== RECORDS PROVIDED

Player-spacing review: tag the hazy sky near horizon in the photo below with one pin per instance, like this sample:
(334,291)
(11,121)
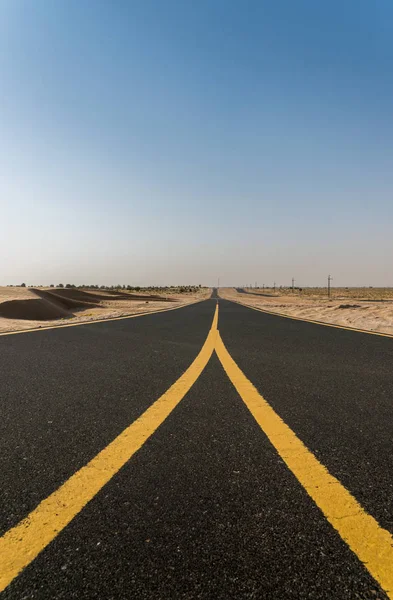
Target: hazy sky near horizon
(167,142)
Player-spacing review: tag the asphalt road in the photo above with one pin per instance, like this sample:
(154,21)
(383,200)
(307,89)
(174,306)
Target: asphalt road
(206,508)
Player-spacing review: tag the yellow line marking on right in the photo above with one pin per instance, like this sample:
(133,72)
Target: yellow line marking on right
(372,544)
(20,545)
(270,312)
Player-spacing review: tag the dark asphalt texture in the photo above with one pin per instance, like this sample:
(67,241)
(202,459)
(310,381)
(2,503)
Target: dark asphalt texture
(206,508)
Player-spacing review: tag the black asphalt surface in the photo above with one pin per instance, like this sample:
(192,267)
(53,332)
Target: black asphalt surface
(206,508)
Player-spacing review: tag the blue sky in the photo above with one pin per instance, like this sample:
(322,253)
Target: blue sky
(165,142)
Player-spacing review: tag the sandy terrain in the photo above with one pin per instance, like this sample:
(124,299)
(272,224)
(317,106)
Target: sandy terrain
(372,311)
(29,308)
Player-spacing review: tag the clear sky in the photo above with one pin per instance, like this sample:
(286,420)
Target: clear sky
(168,142)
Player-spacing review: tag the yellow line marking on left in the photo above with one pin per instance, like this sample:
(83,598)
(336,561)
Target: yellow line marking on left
(20,545)
(372,544)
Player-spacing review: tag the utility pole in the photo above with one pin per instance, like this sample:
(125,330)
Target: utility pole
(329,280)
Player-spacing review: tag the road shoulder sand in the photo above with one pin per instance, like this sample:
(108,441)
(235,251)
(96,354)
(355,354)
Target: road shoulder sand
(372,316)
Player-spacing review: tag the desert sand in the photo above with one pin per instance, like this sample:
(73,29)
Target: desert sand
(350,308)
(30,308)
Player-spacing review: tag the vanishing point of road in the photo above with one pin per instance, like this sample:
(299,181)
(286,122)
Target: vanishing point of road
(212,451)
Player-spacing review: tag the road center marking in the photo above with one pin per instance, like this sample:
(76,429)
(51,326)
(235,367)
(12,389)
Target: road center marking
(20,545)
(372,544)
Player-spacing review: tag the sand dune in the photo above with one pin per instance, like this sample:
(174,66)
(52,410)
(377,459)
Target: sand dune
(372,315)
(26,308)
(32,310)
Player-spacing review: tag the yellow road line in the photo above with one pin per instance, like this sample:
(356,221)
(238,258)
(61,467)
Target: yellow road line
(93,322)
(270,312)
(372,544)
(21,544)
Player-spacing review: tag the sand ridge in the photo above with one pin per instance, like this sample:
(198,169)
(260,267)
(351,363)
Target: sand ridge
(371,314)
(29,308)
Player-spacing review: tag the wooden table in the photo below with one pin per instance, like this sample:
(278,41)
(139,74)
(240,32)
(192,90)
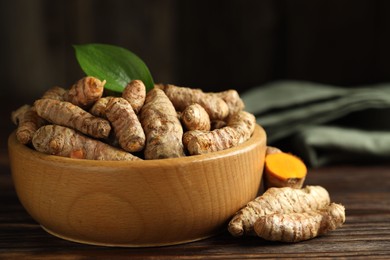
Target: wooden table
(364,190)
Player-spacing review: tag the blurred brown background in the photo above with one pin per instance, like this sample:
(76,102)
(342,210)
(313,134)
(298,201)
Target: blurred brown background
(213,45)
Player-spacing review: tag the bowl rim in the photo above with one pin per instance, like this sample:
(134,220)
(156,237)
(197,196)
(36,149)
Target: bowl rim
(258,136)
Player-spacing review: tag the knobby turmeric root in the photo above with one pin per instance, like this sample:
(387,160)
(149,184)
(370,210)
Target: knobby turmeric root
(283,170)
(28,123)
(195,117)
(215,121)
(277,200)
(182,97)
(66,114)
(232,99)
(66,142)
(56,93)
(135,94)
(85,92)
(162,127)
(296,227)
(239,129)
(99,108)
(127,127)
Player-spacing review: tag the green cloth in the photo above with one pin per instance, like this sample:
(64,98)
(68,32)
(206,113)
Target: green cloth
(304,113)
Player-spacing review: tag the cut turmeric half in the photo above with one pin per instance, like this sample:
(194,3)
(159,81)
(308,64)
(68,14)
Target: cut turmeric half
(284,170)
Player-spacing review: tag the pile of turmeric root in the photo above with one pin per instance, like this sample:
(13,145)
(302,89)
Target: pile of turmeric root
(166,122)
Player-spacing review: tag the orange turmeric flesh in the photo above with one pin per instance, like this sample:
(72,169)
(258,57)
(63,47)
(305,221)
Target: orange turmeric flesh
(284,169)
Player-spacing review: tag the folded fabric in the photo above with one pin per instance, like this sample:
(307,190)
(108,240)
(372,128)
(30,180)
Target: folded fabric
(295,110)
(324,145)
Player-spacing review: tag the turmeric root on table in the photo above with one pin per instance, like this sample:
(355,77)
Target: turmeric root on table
(28,123)
(239,129)
(85,92)
(232,99)
(66,142)
(162,127)
(277,200)
(127,127)
(181,97)
(66,114)
(296,227)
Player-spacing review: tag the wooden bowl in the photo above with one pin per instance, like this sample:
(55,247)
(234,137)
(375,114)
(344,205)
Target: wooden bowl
(140,203)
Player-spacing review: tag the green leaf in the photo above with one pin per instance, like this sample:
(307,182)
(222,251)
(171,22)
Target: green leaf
(116,65)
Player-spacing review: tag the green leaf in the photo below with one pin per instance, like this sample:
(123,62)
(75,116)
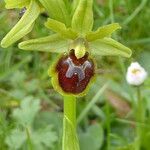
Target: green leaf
(102,32)
(57,10)
(16,139)
(53,43)
(16,3)
(82,20)
(70,133)
(26,113)
(24,26)
(93,138)
(108,46)
(60,28)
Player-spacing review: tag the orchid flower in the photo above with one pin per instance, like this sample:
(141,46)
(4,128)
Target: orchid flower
(77,34)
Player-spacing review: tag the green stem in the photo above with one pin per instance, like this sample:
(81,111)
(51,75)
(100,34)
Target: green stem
(70,140)
(139,117)
(108,126)
(70,109)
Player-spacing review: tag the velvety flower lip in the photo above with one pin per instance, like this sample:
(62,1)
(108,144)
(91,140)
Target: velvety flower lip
(136,74)
(25,24)
(72,31)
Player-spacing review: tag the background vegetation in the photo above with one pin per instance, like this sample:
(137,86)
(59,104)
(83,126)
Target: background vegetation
(31,111)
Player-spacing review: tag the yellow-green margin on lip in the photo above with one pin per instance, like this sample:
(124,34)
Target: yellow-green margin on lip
(54,79)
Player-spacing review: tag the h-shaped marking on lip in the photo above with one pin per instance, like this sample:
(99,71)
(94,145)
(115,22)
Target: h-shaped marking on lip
(79,70)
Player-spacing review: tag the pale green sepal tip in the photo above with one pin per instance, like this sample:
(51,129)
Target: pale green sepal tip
(109,47)
(101,32)
(80,47)
(53,43)
(10,4)
(61,28)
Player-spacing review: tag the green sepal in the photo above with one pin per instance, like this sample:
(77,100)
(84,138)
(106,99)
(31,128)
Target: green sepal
(24,26)
(16,3)
(57,10)
(54,79)
(52,43)
(102,32)
(80,47)
(60,28)
(82,20)
(75,5)
(108,46)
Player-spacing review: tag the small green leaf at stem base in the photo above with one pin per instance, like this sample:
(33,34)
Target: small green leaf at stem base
(102,32)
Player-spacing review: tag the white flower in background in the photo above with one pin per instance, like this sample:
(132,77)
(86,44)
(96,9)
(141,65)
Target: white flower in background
(136,74)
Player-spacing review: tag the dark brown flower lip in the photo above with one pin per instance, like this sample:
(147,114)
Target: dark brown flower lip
(74,74)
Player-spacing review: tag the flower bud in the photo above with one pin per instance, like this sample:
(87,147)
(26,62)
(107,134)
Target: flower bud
(136,74)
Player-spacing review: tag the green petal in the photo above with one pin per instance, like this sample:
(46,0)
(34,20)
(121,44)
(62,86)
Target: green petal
(16,3)
(60,28)
(102,32)
(57,9)
(53,43)
(108,46)
(24,26)
(82,20)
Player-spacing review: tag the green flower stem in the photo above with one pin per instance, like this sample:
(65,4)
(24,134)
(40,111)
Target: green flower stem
(70,109)
(139,116)
(70,140)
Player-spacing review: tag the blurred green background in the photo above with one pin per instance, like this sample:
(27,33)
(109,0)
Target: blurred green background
(31,111)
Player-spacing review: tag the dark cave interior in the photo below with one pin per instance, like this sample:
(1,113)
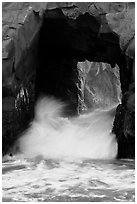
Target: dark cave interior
(63,43)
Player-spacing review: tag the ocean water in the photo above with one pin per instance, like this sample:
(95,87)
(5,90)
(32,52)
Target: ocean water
(67,159)
(54,180)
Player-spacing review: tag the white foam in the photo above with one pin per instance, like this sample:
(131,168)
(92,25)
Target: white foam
(52,136)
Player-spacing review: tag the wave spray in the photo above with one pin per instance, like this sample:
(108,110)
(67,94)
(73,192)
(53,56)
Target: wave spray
(51,135)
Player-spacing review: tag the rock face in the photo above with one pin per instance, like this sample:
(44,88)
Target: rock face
(43,46)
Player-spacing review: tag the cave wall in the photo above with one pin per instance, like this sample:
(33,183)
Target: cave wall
(21,25)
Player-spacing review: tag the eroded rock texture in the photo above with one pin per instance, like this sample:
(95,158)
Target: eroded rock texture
(45,44)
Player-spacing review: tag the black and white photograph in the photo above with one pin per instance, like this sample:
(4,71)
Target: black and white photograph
(68,101)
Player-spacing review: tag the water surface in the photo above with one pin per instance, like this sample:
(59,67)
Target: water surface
(68,180)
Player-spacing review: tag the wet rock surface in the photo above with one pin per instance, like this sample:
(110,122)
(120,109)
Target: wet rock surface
(98,32)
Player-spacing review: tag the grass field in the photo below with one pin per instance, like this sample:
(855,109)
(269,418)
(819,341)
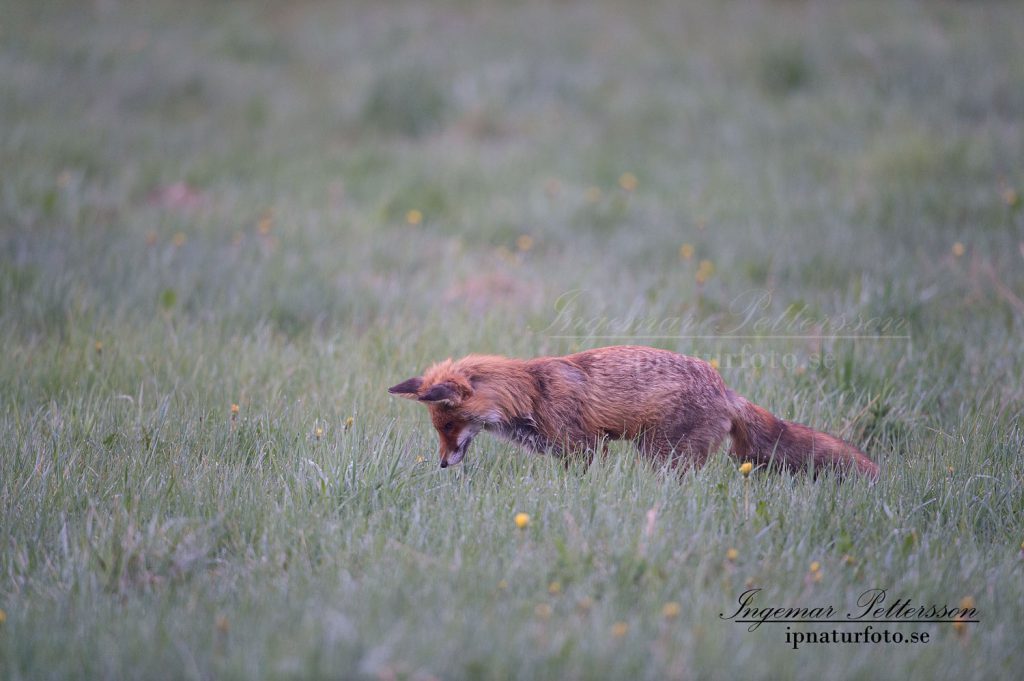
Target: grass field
(290,207)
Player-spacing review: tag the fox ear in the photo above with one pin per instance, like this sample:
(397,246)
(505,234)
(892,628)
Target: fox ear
(442,392)
(408,388)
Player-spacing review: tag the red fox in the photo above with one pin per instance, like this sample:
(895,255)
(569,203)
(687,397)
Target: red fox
(673,407)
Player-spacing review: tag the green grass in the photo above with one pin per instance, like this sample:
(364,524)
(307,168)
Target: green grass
(832,154)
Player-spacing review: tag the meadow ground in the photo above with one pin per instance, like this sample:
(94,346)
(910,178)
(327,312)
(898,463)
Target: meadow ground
(290,207)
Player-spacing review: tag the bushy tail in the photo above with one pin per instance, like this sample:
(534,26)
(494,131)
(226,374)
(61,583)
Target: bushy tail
(761,437)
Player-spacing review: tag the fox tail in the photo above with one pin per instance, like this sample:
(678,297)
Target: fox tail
(761,437)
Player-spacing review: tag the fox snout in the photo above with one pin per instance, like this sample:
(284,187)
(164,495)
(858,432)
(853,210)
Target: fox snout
(455,444)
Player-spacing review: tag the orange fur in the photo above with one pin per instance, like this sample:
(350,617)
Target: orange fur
(673,407)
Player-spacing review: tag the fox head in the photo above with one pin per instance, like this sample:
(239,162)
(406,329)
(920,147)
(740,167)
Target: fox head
(460,406)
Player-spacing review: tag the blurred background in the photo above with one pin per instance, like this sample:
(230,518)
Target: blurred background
(226,227)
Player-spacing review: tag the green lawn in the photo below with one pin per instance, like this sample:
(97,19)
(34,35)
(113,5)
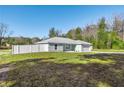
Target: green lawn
(56,57)
(61,69)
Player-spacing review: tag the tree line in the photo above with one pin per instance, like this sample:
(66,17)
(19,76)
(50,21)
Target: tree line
(102,35)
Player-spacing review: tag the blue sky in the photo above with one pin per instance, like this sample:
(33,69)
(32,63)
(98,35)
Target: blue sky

====

▶ WRITTEN TASK:
Copy out the lines of the records from the line containing "Player-spacing review: tag the tree" through the last line of the records, both included.

▶ FULL RESPONSE:
Player-spacing review: tag the tree line in the photo above with one pin per instance, like this sample:
(66,17)
(19,76)
(50,21)
Target: tree line
(102,35)
Player-spacing review: tag the blue sky in the photo above with one pin per instance, like this sample:
(33,69)
(32,63)
(98,35)
Target: blue sky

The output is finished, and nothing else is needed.